[Saved entries]
--------------------------------
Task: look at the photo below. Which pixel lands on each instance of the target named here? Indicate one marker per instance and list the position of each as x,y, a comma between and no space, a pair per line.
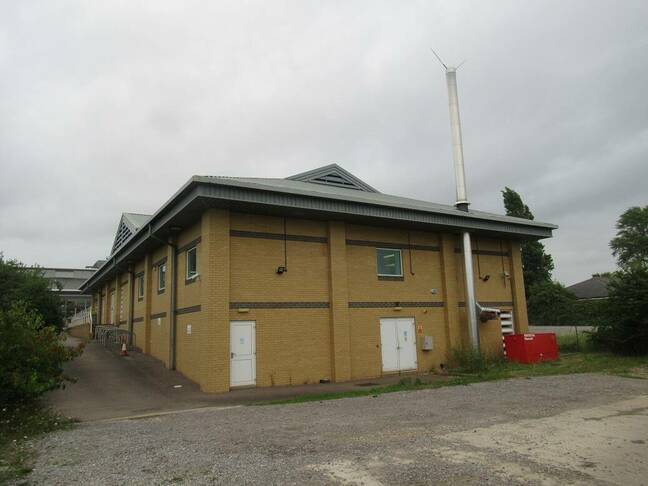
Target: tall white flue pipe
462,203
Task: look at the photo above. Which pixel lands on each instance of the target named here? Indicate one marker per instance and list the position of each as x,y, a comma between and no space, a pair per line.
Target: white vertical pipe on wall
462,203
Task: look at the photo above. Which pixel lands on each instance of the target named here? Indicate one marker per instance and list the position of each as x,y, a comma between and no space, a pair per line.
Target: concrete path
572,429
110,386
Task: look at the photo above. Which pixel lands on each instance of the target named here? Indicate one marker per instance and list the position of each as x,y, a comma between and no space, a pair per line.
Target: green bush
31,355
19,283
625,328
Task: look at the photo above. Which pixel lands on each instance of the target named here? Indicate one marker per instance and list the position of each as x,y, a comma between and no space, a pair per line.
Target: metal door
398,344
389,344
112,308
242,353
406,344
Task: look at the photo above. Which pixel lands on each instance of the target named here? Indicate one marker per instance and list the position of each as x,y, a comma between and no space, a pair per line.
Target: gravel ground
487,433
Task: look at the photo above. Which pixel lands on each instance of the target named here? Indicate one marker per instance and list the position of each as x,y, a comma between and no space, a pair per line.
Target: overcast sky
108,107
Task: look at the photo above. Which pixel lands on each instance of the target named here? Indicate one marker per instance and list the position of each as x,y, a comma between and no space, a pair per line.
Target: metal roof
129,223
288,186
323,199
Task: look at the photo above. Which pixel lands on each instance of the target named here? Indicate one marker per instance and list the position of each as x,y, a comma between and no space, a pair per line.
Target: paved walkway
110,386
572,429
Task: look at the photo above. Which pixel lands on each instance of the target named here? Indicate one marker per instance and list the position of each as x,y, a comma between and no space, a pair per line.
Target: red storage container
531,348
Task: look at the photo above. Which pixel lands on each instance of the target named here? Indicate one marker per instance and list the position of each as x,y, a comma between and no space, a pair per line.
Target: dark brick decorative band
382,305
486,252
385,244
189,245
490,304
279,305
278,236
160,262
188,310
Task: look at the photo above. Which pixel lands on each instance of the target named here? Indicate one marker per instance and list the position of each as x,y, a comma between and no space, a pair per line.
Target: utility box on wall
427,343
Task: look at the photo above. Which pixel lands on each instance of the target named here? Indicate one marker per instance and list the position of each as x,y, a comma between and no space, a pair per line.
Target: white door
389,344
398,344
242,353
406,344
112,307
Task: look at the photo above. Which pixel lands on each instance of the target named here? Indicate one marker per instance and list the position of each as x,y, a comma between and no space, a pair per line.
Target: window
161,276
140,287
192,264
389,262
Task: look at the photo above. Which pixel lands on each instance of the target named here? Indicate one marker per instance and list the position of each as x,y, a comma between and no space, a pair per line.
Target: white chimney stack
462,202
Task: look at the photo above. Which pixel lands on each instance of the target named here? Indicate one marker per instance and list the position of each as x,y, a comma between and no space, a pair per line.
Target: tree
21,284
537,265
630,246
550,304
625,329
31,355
--------------------------------
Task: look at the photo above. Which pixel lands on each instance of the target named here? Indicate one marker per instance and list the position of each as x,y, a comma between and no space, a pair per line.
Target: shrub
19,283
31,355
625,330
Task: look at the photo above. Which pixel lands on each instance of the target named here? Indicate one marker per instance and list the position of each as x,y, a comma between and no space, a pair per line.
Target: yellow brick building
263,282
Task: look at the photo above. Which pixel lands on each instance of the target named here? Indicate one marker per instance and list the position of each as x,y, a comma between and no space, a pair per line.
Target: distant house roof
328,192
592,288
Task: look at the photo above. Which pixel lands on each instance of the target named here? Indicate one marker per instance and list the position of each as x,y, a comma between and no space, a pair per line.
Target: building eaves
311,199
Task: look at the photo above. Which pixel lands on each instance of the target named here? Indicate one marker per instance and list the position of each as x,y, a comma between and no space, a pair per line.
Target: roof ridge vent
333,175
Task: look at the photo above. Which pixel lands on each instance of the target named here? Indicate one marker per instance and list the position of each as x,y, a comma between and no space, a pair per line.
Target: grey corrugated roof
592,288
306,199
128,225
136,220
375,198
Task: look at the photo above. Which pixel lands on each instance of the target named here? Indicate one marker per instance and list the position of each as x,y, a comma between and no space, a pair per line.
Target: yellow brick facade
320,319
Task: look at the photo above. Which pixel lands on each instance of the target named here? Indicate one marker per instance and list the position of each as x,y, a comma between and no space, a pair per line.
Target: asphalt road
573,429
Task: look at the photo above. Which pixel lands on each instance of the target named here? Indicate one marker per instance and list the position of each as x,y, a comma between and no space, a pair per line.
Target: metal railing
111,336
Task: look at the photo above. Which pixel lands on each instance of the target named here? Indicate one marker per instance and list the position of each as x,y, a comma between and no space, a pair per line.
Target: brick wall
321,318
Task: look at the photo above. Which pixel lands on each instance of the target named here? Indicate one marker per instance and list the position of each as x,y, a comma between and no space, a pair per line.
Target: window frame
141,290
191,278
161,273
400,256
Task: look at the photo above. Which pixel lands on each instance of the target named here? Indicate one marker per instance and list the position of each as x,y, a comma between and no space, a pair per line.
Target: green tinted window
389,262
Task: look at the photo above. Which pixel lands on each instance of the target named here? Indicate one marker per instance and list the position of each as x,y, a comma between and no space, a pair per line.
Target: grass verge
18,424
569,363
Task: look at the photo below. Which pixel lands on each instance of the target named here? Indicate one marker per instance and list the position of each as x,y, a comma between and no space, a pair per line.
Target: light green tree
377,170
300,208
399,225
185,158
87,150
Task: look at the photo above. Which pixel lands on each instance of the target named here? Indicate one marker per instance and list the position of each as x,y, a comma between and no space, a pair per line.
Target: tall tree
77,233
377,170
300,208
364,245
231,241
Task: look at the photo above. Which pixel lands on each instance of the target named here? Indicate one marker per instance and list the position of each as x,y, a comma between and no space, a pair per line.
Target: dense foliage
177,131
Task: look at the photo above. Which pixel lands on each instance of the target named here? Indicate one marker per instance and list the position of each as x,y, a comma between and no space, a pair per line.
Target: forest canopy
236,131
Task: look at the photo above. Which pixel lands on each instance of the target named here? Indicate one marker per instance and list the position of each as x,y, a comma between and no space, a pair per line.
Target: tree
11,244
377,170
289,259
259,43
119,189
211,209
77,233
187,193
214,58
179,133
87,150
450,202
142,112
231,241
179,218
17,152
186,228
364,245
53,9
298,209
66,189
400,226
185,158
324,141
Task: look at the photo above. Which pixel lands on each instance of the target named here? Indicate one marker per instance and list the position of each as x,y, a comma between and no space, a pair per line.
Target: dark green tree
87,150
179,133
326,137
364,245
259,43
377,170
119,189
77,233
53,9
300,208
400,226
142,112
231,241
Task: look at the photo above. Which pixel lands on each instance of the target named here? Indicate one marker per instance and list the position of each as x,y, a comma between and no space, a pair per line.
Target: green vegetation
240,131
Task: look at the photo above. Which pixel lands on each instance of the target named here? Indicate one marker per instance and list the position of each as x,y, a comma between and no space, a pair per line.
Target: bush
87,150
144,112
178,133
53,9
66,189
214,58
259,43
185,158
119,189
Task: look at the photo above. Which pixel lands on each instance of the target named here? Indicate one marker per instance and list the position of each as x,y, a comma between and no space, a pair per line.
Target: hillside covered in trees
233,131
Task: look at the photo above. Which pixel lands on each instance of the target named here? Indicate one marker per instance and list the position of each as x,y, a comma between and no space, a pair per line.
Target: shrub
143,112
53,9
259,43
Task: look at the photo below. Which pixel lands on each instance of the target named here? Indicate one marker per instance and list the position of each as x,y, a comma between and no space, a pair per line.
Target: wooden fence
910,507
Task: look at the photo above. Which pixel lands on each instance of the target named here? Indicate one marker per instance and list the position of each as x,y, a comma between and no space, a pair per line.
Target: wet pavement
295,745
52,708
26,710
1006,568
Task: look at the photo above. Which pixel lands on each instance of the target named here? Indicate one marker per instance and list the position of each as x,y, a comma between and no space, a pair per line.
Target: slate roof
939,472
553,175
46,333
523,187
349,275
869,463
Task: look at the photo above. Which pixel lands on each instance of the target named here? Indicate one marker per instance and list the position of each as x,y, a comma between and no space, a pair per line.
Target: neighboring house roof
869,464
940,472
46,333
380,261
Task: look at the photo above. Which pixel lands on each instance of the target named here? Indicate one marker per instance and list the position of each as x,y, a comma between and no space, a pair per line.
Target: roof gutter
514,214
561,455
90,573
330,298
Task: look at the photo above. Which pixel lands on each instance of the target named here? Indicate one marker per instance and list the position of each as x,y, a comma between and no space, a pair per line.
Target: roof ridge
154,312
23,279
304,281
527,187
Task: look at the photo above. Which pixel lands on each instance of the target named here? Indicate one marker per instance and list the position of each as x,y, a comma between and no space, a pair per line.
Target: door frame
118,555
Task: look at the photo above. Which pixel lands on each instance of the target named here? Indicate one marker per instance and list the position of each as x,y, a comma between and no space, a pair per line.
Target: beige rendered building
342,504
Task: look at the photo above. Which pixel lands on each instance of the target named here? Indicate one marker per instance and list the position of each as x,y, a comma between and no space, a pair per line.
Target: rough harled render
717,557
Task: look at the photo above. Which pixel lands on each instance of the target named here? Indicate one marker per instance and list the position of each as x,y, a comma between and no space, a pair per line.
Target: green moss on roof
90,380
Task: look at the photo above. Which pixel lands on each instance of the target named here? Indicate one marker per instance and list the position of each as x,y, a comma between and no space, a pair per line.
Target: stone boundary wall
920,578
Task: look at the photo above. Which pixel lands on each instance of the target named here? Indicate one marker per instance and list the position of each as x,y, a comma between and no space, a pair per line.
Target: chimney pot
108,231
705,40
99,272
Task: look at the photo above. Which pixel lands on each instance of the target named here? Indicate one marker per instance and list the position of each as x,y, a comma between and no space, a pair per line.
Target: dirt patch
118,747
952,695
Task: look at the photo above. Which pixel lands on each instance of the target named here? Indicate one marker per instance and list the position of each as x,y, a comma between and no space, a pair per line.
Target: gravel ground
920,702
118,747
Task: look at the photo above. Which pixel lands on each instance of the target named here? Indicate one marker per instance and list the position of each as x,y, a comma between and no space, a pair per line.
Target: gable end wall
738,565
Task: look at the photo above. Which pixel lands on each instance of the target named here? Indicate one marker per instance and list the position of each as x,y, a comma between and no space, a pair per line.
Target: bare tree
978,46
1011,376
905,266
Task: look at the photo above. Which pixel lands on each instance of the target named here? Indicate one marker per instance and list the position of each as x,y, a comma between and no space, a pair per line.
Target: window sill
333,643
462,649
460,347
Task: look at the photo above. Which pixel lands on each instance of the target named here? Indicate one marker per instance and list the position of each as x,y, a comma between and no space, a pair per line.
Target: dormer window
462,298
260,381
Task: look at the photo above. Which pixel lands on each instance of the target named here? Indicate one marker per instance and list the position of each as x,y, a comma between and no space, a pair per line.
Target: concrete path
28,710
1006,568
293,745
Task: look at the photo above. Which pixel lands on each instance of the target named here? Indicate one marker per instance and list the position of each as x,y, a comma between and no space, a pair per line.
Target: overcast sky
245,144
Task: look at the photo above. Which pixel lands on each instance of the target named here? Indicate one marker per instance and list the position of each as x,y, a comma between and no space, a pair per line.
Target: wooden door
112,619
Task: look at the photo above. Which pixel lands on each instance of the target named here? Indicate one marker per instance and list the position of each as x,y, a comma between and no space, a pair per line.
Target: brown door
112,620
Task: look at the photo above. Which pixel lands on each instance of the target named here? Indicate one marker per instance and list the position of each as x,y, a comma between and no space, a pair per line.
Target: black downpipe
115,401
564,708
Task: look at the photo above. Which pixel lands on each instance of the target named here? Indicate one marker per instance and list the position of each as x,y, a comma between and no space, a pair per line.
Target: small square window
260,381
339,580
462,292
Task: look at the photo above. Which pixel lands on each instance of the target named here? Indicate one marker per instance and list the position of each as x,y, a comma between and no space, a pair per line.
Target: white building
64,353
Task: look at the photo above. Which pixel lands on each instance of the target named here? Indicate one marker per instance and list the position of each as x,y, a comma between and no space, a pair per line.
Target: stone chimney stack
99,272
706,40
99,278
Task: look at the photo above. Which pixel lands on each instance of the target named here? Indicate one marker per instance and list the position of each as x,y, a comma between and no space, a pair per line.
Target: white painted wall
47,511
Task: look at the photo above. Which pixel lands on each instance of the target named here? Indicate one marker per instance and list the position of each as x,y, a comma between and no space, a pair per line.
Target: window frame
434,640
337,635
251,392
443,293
--------------------------------
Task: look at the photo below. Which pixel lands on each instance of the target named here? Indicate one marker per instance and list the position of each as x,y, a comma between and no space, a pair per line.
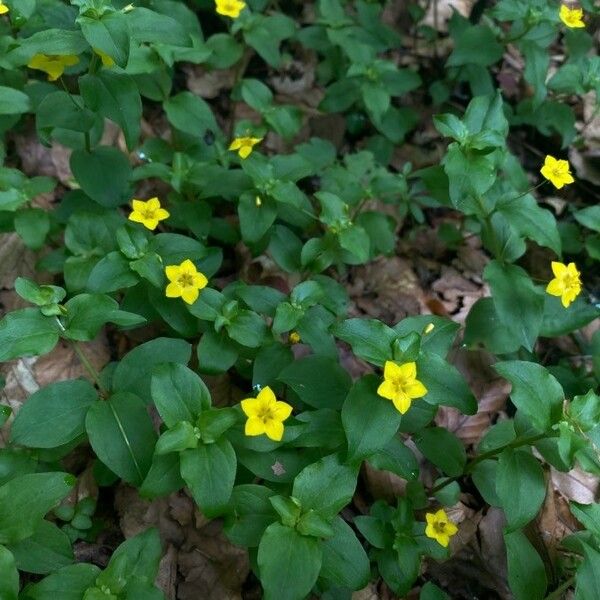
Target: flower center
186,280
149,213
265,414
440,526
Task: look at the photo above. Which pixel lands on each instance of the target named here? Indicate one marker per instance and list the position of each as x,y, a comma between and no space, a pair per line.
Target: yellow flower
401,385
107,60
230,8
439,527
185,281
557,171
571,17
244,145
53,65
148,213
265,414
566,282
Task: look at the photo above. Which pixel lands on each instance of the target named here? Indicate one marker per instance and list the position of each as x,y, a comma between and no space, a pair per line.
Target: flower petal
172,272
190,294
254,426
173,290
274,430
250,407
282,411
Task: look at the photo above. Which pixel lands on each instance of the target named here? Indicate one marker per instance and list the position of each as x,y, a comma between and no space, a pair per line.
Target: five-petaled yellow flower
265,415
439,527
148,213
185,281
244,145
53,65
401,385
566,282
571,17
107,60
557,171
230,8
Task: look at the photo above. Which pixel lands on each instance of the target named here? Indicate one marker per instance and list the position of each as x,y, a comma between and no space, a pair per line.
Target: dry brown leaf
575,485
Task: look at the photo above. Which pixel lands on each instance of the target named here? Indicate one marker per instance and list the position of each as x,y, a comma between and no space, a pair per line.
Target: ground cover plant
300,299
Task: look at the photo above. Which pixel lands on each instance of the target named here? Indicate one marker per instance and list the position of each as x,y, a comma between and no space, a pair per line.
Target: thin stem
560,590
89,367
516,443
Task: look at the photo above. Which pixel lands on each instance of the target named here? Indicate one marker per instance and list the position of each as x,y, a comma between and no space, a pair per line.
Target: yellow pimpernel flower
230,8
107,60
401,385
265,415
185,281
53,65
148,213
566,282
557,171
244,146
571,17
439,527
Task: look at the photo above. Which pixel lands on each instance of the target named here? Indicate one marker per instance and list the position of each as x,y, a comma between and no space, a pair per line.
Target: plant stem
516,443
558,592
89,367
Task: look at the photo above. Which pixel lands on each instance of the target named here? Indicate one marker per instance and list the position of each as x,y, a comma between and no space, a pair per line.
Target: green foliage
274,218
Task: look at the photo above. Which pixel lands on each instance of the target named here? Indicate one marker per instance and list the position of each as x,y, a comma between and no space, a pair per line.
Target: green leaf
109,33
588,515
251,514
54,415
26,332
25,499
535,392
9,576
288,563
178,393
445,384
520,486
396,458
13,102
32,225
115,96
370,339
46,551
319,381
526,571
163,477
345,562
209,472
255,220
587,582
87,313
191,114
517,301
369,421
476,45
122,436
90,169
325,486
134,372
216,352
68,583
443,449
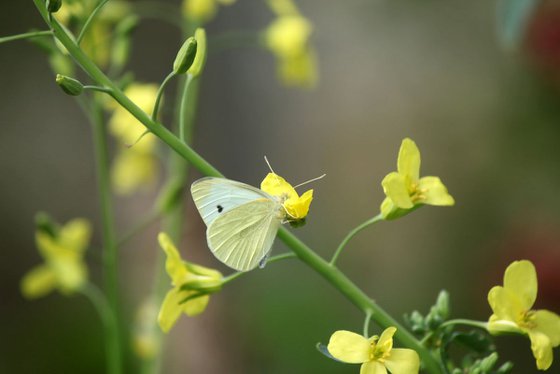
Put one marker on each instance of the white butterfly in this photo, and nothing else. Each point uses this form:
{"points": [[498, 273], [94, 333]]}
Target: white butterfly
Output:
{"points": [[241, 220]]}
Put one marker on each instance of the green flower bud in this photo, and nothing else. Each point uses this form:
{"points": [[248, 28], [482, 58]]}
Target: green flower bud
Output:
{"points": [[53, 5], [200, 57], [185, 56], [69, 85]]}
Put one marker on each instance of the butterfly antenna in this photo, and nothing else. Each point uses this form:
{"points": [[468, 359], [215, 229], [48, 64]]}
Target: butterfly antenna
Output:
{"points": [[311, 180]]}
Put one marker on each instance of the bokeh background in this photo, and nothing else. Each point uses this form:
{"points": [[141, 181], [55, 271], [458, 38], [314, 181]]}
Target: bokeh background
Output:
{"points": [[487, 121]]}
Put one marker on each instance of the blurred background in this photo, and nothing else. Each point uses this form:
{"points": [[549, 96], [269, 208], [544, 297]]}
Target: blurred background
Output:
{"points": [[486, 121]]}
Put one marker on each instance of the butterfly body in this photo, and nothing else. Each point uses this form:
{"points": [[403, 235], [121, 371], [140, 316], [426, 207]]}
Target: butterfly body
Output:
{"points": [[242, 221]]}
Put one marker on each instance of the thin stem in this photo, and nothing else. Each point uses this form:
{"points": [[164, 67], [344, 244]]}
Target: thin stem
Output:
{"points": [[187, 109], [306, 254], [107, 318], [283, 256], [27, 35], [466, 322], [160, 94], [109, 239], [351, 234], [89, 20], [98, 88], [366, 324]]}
--------------------------------
▶ _ACTION ITEM_: What lines in the data hold the word "butterfly"? Return them.

▶ _WRITTEN RESPONSE_:
Put one marker on each instance of the white butterfly in this photo, and nothing else. Each point uses this form:
Target: white butterfly
Put one marker on each instance of the butterfly antenna in this photo, and nothing else. Each point uses this form:
Target: butterfly antenna
Put one marker on each instance of the butterfly body in this photo, and nothing else. Each point uses this form:
Target: butterfly body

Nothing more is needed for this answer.